:: QUOTED TEXT ::
····················
I can say what I want, when I want? It's all about me? Really? I'm in! Where do I sign?
Wednesday, July 14, 2010
It's Here! It's Finally Here!
What? You ask. Well, my sister's blog. I've finally succeeded in harassing her enough that she started one of her own. So, I ask you as a favour between friends, go! Visit The Rantings of an Awkward Genius, I promise she will have you laughing your butt off in no time (as long as she blogs at a reasonable hour!). And if she doesn't? I cannot be held responsible. It's not like I twisted your arm or anything. Or hers. Okay, maybe I twisted hers a little. But only because I think her brand of funny should be shared. Have I built her up enough? Do you think it will hurt when she falls off that mile high pedestal I've put her on? C'mon, my expectations aren't that hard to meet! Also, writing in any form offers a reprieve that is difficult to find elsewhere and who doesn't need that once in awhile? I know all of my bloggy friends understand. So? What are you still doin' here? Go! Read! Enjoy! And be nice, or I'll beat you up (she is my little sissy, after all)!
Sunday, July 11, 2010
Divinely Uncoordinated
As you are aware, or would be if you read this post, about three and a half months ago I started a new job. My new job is fabulous. The people I work with are awesome as well. Which is why, when I was invited to a gathering of my co-workers hosted by the doctor that owns the practice, I was happy to go. I was duly warned by one of my co-workers that the doctor likes to dance. And he likes the company of his employees while bustin' his move. I took the warning in stride, because really, who doesn't like to cut a rug once in a while? So, I shouldn't have been surprised when the little party came equipped with a dance instructor. I was, however. The nail biting began when I was informed that participation was not optional.
····················
:: SUPPLIED INFORMATION ::

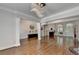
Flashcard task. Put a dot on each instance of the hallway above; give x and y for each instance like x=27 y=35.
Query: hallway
x=36 y=47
····················
:: WHAT IS ASKED ::
Reproduce the blog page above, word for word, from "Sunday, July 11, 2010" up to and including "was not optional.".

:: PROBLEM SOLUTION ::
Sunday, July 11, 2010
Divinely Uncoordinated
As you are aware, or would be if you read this post, about three and a half months ago I started a new job. My new job is fabulous. The people I work with are awesome as well. Which is why, when I was invited to a gathering of my co-workers hosted by the doctor that owns the practice, I was happy to go. I was duly warned by one of my co-workers that the doctor likes to dance. And he likes the company of his employees while bustin' his move. I took the warning in stride, because really, who doesn't like to cut a rug once in a while? So, I shouldn't have been surprised when the little party came equipped with a dance instructor. I was, however. The nail biting began when I was informed that participation was not optional.